STATED GOAL | Rewrite every line of the data below, starting with the line with "Whereabouts in this drawing is the embossed" and going on through the line with "[419,86,442,125]". Shift each bounding-box coordinate in that span by adding 44 to it.

Excerpts from a detection dataset
Start

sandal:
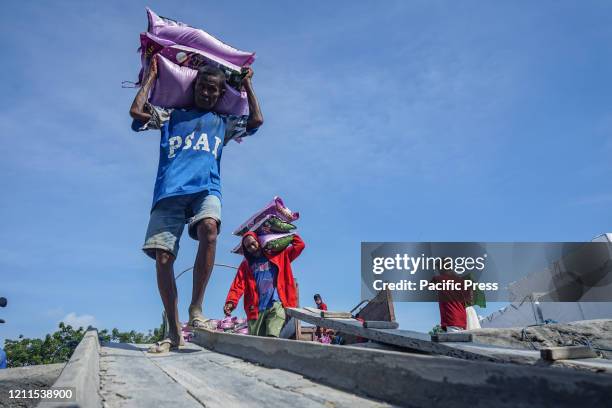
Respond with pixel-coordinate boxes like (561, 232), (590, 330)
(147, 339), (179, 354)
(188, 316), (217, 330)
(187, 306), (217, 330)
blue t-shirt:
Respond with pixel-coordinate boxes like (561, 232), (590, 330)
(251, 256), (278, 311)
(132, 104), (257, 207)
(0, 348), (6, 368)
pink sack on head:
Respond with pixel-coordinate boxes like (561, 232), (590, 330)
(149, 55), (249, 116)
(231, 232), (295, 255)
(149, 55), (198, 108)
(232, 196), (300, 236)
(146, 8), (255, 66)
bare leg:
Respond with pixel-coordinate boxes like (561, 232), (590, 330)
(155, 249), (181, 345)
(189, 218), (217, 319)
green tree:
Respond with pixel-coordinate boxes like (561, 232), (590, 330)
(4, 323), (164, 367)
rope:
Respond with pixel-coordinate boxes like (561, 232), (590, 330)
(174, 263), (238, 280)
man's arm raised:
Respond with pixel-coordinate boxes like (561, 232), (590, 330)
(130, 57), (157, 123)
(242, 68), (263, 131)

End
Start

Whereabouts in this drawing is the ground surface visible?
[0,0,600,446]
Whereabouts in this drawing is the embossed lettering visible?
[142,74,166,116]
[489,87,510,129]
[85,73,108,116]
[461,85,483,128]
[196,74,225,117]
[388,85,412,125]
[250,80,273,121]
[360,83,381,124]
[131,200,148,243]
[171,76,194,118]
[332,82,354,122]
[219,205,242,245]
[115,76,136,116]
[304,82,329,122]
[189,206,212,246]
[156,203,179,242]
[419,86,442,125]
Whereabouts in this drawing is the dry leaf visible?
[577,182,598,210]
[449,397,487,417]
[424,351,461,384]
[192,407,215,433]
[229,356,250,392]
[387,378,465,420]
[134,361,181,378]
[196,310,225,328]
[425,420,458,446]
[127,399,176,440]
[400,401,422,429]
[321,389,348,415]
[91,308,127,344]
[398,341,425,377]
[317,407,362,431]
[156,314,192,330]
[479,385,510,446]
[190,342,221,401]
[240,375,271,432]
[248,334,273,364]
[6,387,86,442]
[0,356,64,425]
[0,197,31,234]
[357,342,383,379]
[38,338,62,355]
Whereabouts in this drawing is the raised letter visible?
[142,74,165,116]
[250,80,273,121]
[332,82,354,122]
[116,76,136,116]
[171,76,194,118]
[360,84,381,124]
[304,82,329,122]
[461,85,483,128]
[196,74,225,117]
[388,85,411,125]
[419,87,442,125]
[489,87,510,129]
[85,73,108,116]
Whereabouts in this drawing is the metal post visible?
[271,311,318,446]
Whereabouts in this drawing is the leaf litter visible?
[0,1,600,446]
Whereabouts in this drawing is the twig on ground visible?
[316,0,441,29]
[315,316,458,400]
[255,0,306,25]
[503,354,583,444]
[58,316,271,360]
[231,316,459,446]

End
Start

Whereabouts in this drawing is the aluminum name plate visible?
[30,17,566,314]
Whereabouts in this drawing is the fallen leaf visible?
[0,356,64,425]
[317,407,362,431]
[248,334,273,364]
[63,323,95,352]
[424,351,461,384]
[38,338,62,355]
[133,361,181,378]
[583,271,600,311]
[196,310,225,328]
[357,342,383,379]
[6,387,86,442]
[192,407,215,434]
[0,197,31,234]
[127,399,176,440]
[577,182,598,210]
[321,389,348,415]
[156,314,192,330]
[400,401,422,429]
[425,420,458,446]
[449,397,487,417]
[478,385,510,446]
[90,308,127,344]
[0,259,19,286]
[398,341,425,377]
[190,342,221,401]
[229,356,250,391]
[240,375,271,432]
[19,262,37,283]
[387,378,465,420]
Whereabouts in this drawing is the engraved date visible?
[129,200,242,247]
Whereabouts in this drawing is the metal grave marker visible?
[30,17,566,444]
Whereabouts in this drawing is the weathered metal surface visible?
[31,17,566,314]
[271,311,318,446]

End

WORKED SOLUTION |
Whereabouts in this drawing is the embossed lettering visible?
[186,118,210,160]
[533,131,554,173]
[129,117,152,160]
[505,129,527,172]
[240,118,269,161]
[432,129,456,169]
[294,124,317,165]
[404,127,425,168]
[175,244,192,287]
[215,120,238,162]
[376,126,398,166]
[263,249,286,289]
[159,120,180,160]
[348,126,373,166]
[233,250,256,290]
[200,247,223,286]
[463,130,486,169]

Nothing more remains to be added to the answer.